## 取り組む課題
a: 読解文のうち、「パテックフィリップのエリプス」という語句を含む箇所から書き写し始め、「イントを示す数値、これが「1:1.6181」なんですね。」の後で終えてください。一字一句違えずに写してください。
b: 読解文に出てくる、数字を用いて時期を示す表現をすべて挙げてください。同じ表現が複数回出る場合は一度だけ挙げてください。
c: 読解文によると、ルネサンス期の数学者ルカ・パチョーリは黄金比を何と名付けましたか。

## 読解文
—————

彼らはこのモデルにおいて、“美しく、そしてこれからもずっと美しいままであり続ける”スタイルを見出したのです。
(パテック フィリップ 広告より/1980年)
これは1980年に、パテックフィリップ社から出された、エリプスに対しての広告の文章です。
パテックフィリップのエリプスというモデルを知っていても、それがどのように誕生し、どのような歴史を辿って来たのか?それを知っている人は多くはないでしょう。
と言うわけで、本日はそんな知ってそうで知らなかった【エリプス】の詳細な歴史と魅力を解説して参ります。
エリプスの真髄【黄金比率】を読み解く
約2000年前、古代ギリシャの数学者ユークリッドは「黄金比」と呼ばれる、美しい比率の原理を発見しました。
このデザインの比率はあまりにも完璧だったため、ルネサンス期の数学者ルカ・パチョーリはそれを「神聖な比率(De Divina Proportione/デ・ディヴィナ・プロポルツィオーネ)」と名付けました。
その比率は「1:1.6181」。1本の線を不均等ながらも、調和のとれた長さに分けるための、理想的なポイントを示す数値、これが「1:1.6181」なんですね。
要するに、この比率でものを作れば一番美しいビジュアルになると言うことですね。
50年以上前、パテック フィリップはこの調和と美の原則を取り入れ、「ゴールデン・エリプス(Golden Ellipse)」を生み出しました。
このモデルは今もなお、パテック フィリップのコレクションの中で唯一無二の存在です。

パテック フィリップ・エリプスのアクセサリー──ジェットセット時代を象徴する究極のコレクション。今なお洗練された魅力を放つ。

—————

## データ行

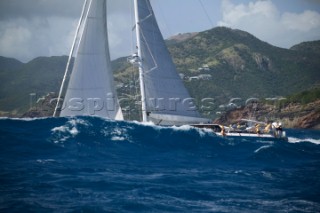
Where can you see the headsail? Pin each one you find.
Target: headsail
(167, 101)
(91, 89)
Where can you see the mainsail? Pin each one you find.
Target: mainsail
(91, 89)
(165, 100)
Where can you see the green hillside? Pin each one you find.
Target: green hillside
(240, 65)
(30, 81)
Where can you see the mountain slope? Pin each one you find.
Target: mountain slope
(241, 66)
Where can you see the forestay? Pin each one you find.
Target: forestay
(167, 100)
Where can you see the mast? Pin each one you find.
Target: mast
(141, 71)
(69, 59)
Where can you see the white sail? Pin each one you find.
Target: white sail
(167, 101)
(91, 89)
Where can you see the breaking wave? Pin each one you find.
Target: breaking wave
(94, 164)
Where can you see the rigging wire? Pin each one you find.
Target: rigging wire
(134, 77)
(207, 14)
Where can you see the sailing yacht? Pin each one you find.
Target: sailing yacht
(164, 98)
(91, 91)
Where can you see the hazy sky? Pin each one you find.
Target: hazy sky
(32, 28)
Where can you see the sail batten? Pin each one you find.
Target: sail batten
(91, 89)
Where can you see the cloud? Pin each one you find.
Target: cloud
(263, 19)
(33, 28)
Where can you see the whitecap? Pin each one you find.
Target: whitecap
(262, 147)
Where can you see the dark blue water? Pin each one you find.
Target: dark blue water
(92, 165)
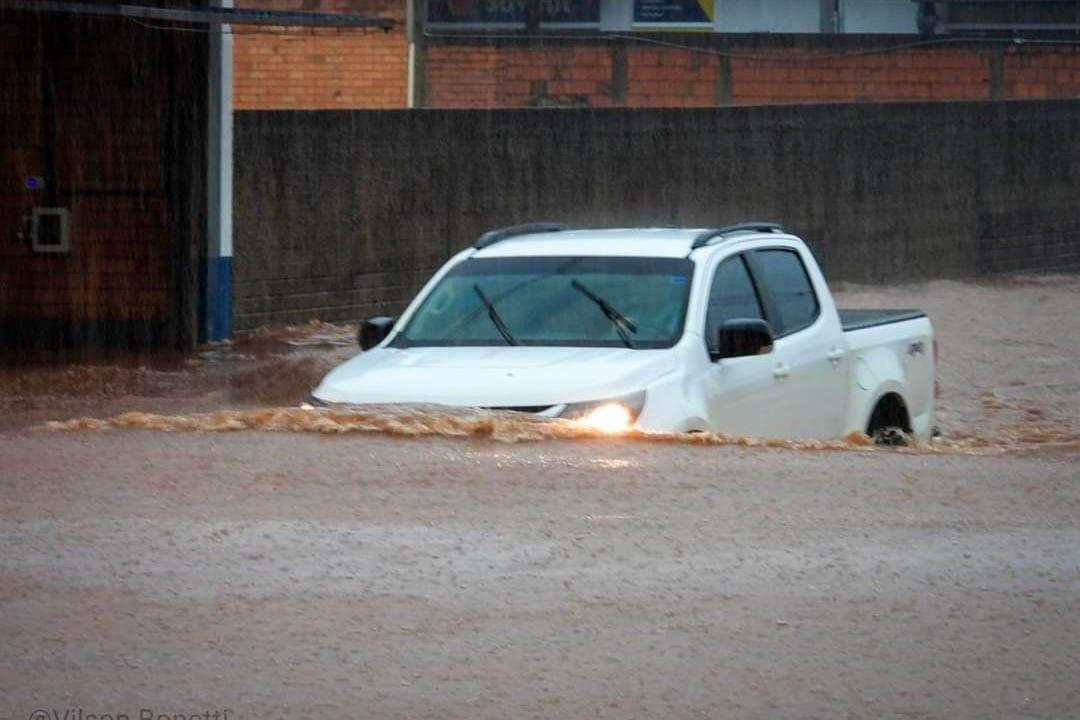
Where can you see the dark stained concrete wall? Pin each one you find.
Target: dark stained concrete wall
(345, 214)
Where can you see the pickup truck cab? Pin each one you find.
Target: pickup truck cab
(731, 330)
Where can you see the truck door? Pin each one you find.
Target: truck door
(809, 360)
(741, 394)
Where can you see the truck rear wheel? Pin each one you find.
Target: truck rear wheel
(889, 422)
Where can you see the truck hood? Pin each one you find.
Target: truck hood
(493, 377)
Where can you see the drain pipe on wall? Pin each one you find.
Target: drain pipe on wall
(215, 318)
(416, 16)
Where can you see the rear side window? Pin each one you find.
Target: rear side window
(785, 279)
(731, 296)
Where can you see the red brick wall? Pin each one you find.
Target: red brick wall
(313, 68)
(512, 75)
(1042, 71)
(99, 135)
(361, 68)
(494, 76)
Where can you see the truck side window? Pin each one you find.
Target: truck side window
(787, 282)
(731, 296)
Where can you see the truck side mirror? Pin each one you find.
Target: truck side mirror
(373, 330)
(741, 337)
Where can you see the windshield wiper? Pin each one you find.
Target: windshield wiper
(621, 323)
(499, 325)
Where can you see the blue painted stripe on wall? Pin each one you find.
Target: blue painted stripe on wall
(215, 301)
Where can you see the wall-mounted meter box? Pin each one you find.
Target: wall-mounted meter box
(49, 230)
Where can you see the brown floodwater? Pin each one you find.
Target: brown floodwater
(1008, 374)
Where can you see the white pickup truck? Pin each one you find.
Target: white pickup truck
(728, 329)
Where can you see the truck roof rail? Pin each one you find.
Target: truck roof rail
(706, 235)
(493, 236)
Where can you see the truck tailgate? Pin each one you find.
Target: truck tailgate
(856, 320)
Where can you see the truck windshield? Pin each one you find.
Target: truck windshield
(626, 302)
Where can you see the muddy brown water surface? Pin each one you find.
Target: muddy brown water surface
(1008, 372)
(185, 539)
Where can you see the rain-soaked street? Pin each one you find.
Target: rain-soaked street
(402, 565)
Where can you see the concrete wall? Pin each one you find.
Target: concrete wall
(345, 214)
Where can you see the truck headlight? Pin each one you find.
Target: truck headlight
(609, 416)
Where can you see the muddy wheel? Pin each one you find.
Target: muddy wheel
(889, 423)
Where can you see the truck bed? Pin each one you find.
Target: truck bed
(856, 320)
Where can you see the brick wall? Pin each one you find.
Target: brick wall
(732, 70)
(85, 103)
(302, 67)
(305, 68)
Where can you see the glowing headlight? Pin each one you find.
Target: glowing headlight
(611, 416)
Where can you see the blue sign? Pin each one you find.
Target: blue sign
(673, 12)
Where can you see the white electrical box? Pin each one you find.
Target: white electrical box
(49, 230)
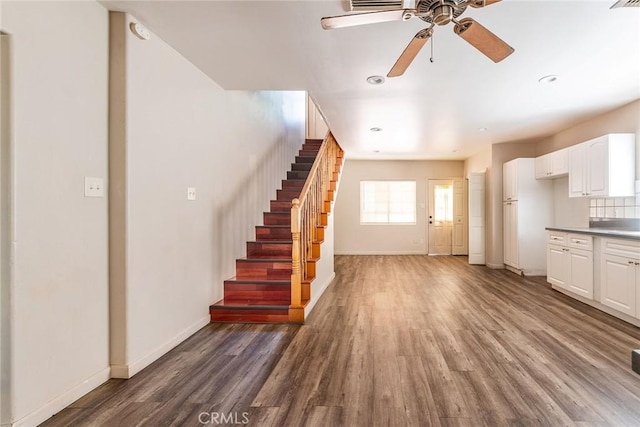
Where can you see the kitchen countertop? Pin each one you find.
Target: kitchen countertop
(601, 231)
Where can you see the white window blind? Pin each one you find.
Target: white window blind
(387, 202)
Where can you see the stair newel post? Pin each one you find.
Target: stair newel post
(296, 310)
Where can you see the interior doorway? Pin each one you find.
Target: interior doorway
(440, 216)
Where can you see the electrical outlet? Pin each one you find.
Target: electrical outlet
(93, 187)
(191, 193)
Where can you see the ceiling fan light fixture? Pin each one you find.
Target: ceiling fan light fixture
(552, 78)
(375, 80)
(442, 14)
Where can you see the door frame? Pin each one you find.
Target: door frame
(430, 203)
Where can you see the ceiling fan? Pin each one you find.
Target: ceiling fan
(434, 12)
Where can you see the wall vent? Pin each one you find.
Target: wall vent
(364, 5)
(626, 3)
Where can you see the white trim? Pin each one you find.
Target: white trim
(59, 403)
(422, 252)
(127, 371)
(319, 292)
(495, 266)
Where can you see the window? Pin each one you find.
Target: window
(387, 202)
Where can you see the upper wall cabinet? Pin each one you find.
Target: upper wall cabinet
(509, 181)
(553, 165)
(603, 167)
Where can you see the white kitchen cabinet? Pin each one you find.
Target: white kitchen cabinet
(620, 276)
(477, 183)
(581, 272)
(619, 284)
(558, 266)
(527, 210)
(603, 167)
(510, 181)
(570, 262)
(511, 249)
(553, 165)
(460, 240)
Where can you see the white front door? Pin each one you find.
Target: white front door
(440, 219)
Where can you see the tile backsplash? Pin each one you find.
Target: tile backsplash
(615, 207)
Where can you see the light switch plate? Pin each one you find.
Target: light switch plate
(191, 193)
(93, 186)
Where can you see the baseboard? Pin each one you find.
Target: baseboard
(380, 253)
(597, 304)
(59, 403)
(495, 266)
(318, 291)
(128, 371)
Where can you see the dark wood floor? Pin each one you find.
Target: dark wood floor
(397, 341)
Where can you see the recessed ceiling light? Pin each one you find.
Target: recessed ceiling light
(375, 80)
(548, 79)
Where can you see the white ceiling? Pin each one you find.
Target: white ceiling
(436, 109)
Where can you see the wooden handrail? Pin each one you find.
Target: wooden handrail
(308, 216)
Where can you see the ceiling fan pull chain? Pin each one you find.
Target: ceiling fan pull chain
(431, 58)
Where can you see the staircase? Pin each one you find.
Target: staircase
(261, 291)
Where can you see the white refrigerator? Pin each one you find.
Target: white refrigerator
(527, 211)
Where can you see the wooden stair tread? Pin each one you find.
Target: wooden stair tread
(259, 281)
(266, 260)
(260, 291)
(250, 305)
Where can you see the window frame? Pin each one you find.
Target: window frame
(389, 211)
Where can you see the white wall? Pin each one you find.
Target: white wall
(59, 318)
(574, 212)
(182, 130)
(5, 277)
(353, 238)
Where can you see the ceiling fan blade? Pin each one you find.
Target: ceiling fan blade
(410, 52)
(352, 20)
(482, 39)
(481, 3)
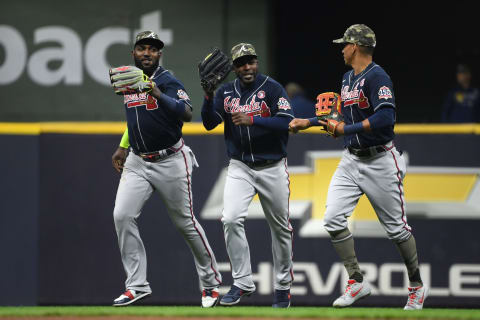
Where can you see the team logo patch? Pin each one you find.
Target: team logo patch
(182, 95)
(140, 99)
(254, 108)
(283, 104)
(384, 93)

—————

## 正解
a:
パテックフィリップのエリプスというモデルを知っていても、それがどのように誕生し、どのような歴史を辿って来たのか?それを知っている人は多くはないでしょう。
と言うわけで、本日はそんな知ってそうで知らなかった【エリプス】の詳細な歴史と魅力を解説して参ります。
エリプスの真髄【黄金比率】を読み解く
約2000年前、古代ギリシャの数学者ユークリッドは「黄金比」と呼ばれる、美しい比率の原理を発見しました。
このデザインの比率はあまりにも完璧だったため、ルネサンス期の数学者ルカ・パチョーリはそれを「神聖な比率(De Divina Proportione/デ・ディヴィナ・プロポルツィオーネ)」と名付けました。
その比率は「1:1.6181」。1本の線を不均等ながらも、調和のとれた長さに分けるための、理想的なポイントを示す数値、これが「1:1.6181」なんですね。

b: 1980年、約2000年前、50年以上前

c: 「神聖な比率(De Divina Proportione/デ・ディヴィナ・プロポルツィオーネ)」と名付けました。